→ Document excerpt:
□ □ □ □ □
The Dollar is Dead, Long Live Gold!

Peter Namtvedt's picture


Stop the Presses!

The Federal Reserve Bank of the United States announced today before the opening of the stock market that it would create an exchange whereby bundles of mortgages would be bought in exchange for $200 billion of its reserves, for a period of 28 days. If that does not prove sufficient to “stabilize” prices and prevent a recession, it would be repeated.

Thus, if the prices do not stabilize and a recession does not prove to be prevented in the next month, this will be repeated (I have never heard of a one-month period proving this kind of change of trend). Keep in mind that this is coming out of the assets of the Fed, totaling $800 billion. If perchance the mortgages bought by the Fed are trash, and the depositors of them do not fare well, the $200 million borrowed by banks on such collateral will not be repaid. Repeat this every 28 days, and the Fed is soon out of cash.

A grade school kid will quickly tell you that by injecting this much credit into the market, the Fed could be broke in four months. To survive, it must start the presses, increase real liquidity, the M1 money supply. Checks will be presented, they must clear, and “real money” must be handed off. Where does it come from?

Cash for Trash

Accepting trash in exchange for “real money” in my neighborhood only made sense at garage sales, when junk has got to be moved to someone else's garage.

Investment bank and brokerage, Bear Stearns Companies, announced a liquidity shortage, 24 hours after saying everything was fine. Its stock dropped today by nearly half.

The credit crisis, started by a cave-in of sub-prime mortgages, is spreading to other areas of the financial sector that trade in debt derivatives. The stock market in turn goes in the toilet, dropping 194 points to 11,951 (down about 2,000 points from its high point last summer), despite a bailout from J. P. Morgan and the government.
□ □ □ □ □
→ Dataset rows:

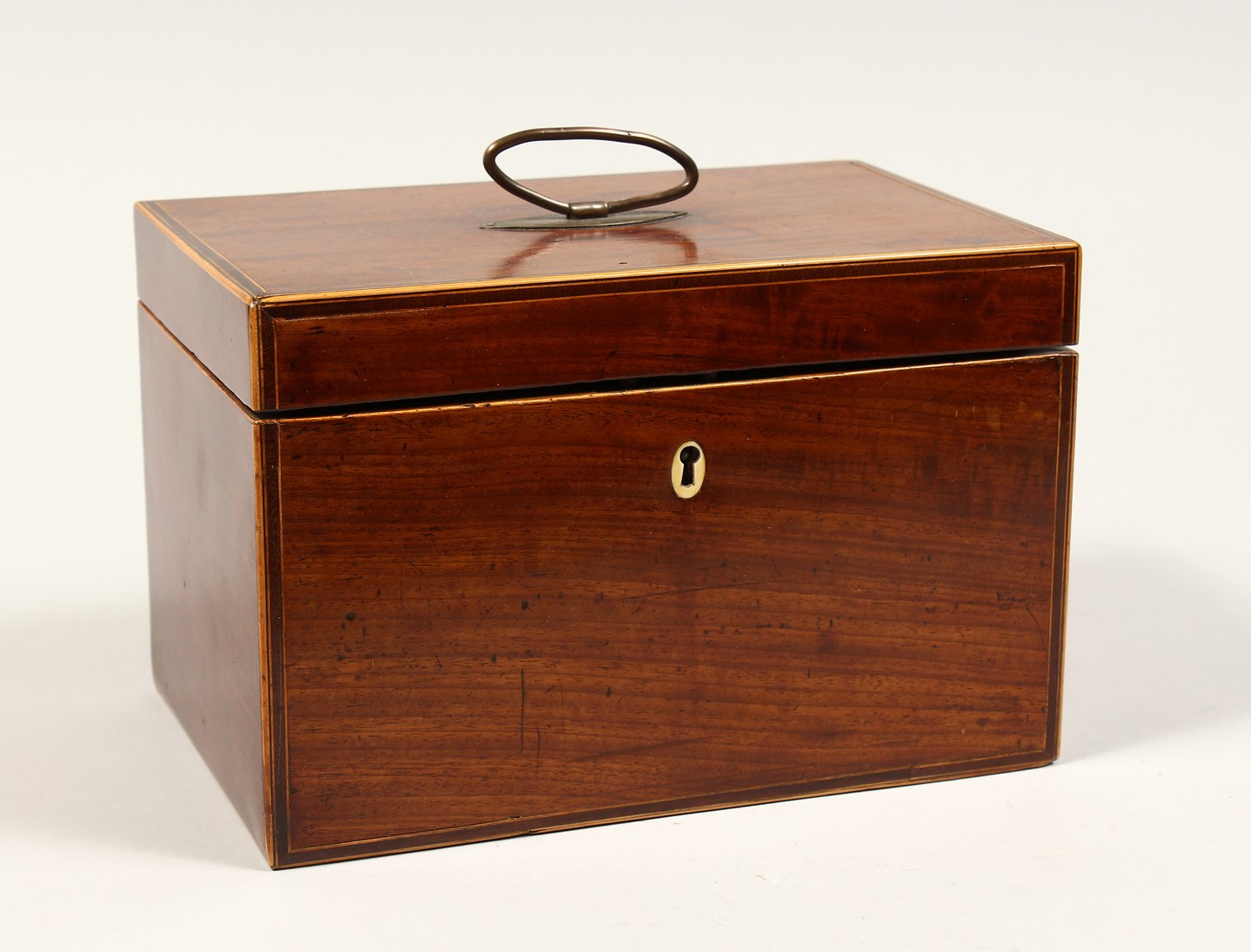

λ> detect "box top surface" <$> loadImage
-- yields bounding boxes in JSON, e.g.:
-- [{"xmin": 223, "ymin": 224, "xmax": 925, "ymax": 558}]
[
  {"xmin": 144, "ymin": 163, "xmax": 1072, "ymax": 299},
  {"xmin": 135, "ymin": 161, "xmax": 1079, "ymax": 412}
]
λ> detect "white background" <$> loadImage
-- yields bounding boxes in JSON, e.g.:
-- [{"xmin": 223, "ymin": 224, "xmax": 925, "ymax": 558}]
[{"xmin": 0, "ymin": 0, "xmax": 1251, "ymax": 949}]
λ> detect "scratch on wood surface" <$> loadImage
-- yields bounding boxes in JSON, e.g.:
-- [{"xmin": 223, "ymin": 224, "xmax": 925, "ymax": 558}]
[
  {"xmin": 618, "ymin": 578, "xmax": 798, "ymax": 601},
  {"xmin": 517, "ymin": 668, "xmax": 526, "ymax": 750}
]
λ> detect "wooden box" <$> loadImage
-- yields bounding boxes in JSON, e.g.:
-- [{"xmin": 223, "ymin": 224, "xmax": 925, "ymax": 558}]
[{"xmin": 135, "ymin": 163, "xmax": 1080, "ymax": 867}]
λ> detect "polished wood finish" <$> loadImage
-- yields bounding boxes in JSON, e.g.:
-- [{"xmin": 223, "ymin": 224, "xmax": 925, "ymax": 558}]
[
  {"xmin": 137, "ymin": 163, "xmax": 1080, "ymax": 867},
  {"xmin": 275, "ymin": 354, "xmax": 1076, "ymax": 863},
  {"xmin": 139, "ymin": 306, "xmax": 273, "ymax": 851},
  {"xmin": 265, "ymin": 253, "xmax": 1076, "ymax": 408},
  {"xmin": 137, "ymin": 163, "xmax": 1079, "ymax": 410}
]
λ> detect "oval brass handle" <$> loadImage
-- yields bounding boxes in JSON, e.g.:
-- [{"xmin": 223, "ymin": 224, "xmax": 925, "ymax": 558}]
[{"xmin": 481, "ymin": 125, "xmax": 700, "ymax": 218}]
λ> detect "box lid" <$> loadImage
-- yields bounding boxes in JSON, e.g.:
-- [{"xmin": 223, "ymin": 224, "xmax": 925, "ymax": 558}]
[{"xmin": 135, "ymin": 161, "xmax": 1080, "ymax": 412}]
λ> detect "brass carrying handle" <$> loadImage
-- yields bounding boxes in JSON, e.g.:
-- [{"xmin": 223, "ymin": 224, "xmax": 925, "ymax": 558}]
[{"xmin": 481, "ymin": 125, "xmax": 700, "ymax": 218}]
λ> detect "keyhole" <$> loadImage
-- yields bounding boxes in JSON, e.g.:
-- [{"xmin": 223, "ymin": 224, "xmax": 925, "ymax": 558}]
[
  {"xmin": 669, "ymin": 439, "xmax": 708, "ymax": 499},
  {"xmin": 678, "ymin": 447, "xmax": 700, "ymax": 486}
]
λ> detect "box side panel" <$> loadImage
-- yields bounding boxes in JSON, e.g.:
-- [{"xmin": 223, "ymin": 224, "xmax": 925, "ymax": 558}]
[
  {"xmin": 261, "ymin": 248, "xmax": 1077, "ymax": 409},
  {"xmin": 275, "ymin": 353, "xmax": 1074, "ymax": 865},
  {"xmin": 135, "ymin": 203, "xmax": 258, "ymax": 409},
  {"xmin": 139, "ymin": 308, "xmax": 265, "ymax": 849}
]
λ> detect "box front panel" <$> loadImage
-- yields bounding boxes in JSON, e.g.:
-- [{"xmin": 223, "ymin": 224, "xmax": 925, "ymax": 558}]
[{"xmin": 273, "ymin": 353, "xmax": 1076, "ymax": 865}]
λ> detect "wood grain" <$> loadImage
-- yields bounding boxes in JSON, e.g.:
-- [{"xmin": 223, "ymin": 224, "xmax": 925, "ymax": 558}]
[
  {"xmin": 272, "ymin": 353, "xmax": 1076, "ymax": 865},
  {"xmin": 262, "ymin": 253, "xmax": 1076, "ymax": 409},
  {"xmin": 139, "ymin": 308, "xmax": 272, "ymax": 849},
  {"xmin": 137, "ymin": 163, "xmax": 1079, "ymax": 410}
]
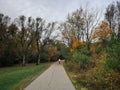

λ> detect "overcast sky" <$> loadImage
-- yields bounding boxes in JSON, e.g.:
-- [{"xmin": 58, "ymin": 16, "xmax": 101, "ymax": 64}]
[{"xmin": 0, "ymin": 0, "xmax": 116, "ymax": 21}]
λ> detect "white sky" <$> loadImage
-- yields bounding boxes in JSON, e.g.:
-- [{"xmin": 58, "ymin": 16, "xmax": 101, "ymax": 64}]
[{"xmin": 0, "ymin": 0, "xmax": 117, "ymax": 21}]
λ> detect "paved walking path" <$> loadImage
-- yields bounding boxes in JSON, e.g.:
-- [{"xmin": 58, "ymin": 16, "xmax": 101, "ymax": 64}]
[{"xmin": 25, "ymin": 63, "xmax": 75, "ymax": 90}]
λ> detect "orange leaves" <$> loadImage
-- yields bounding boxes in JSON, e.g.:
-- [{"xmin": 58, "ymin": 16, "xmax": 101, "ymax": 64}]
[
  {"xmin": 70, "ymin": 39, "xmax": 83, "ymax": 52},
  {"xmin": 92, "ymin": 21, "xmax": 112, "ymax": 41}
]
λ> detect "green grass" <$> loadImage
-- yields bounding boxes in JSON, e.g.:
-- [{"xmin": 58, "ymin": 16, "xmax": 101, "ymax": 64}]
[
  {"xmin": 0, "ymin": 63, "xmax": 51, "ymax": 90},
  {"xmin": 64, "ymin": 64, "xmax": 88, "ymax": 90}
]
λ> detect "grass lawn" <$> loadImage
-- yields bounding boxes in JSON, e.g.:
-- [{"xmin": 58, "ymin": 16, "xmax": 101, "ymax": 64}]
[
  {"xmin": 64, "ymin": 64, "xmax": 88, "ymax": 90},
  {"xmin": 0, "ymin": 63, "xmax": 51, "ymax": 90}
]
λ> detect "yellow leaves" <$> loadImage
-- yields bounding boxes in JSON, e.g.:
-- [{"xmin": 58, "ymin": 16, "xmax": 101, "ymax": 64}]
[
  {"xmin": 70, "ymin": 39, "xmax": 83, "ymax": 52},
  {"xmin": 92, "ymin": 21, "xmax": 112, "ymax": 41}
]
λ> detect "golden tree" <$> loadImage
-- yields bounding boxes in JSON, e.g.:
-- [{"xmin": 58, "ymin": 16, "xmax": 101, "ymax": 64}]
[{"xmin": 92, "ymin": 21, "xmax": 112, "ymax": 42}]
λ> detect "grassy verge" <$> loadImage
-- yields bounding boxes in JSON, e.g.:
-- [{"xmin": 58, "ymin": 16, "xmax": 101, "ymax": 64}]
[
  {"xmin": 64, "ymin": 63, "xmax": 88, "ymax": 90},
  {"xmin": 0, "ymin": 63, "xmax": 51, "ymax": 90}
]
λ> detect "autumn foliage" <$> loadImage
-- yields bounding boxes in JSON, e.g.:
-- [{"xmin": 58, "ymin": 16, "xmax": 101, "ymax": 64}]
[
  {"xmin": 70, "ymin": 39, "xmax": 83, "ymax": 52},
  {"xmin": 92, "ymin": 21, "xmax": 112, "ymax": 42}
]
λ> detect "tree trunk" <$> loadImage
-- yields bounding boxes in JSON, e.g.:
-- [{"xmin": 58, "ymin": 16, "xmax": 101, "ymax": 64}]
[
  {"xmin": 22, "ymin": 54, "xmax": 25, "ymax": 66},
  {"xmin": 36, "ymin": 40, "xmax": 40, "ymax": 65},
  {"xmin": 37, "ymin": 53, "xmax": 40, "ymax": 65}
]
□ □ □ □ □
→ Objectives:
[1] Reproduce the passage of the Federal Reserve article from "Peter Namtvedt's picture" to "would be repeated.".
[2] According to the Federal Reserve article, by how much did the stock of Bear Stearns Companies drop that day?
[3] Condense the paragraph of the Federal Reserve article that begins "The credit crisis, started by" while retaining its principal facts.

→ Answers for this exercise:
[1]
Peter Namtvedt's picture


Stop the Presses!

The Federal Reserve Bank of the United States announced today before the opening of the stock market that it would create an exchange whereby bundles of mortgages would be bought in exchange for $200 billion of its reserves, for a period of 28 days. If that does not prove sufficient to “stabilize” prices and prevent a recession, it would be repeated.

[2] It dropped by nearly half.

[3] The credit crisis began with a collapse of sub-prime mortgages and is spreading to other parts of the financial sector that trade in debt derivatives. The stock market fell 194 points to 11,951, about 2,000 points below its high of last summer. This happened despite a bailout from J. P. Morgan and the government.